### TASK GOAL
Format every line of the items below as a JSON list of strings, one string per line, leaving out any blank lines.

### DATA RECORDS
* BEGIN *
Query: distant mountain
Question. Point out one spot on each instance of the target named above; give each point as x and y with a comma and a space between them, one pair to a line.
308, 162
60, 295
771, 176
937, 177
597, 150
* END *
### FINAL RESULT
[
  "Query: distant mountain",
  "Question. Point out one spot on each instance of the target named above; give each point as x and y with a comma and a space between them, one pair to a line.",
  "308, 162",
  "60, 295",
  "771, 176",
  "937, 177",
  "597, 150"
]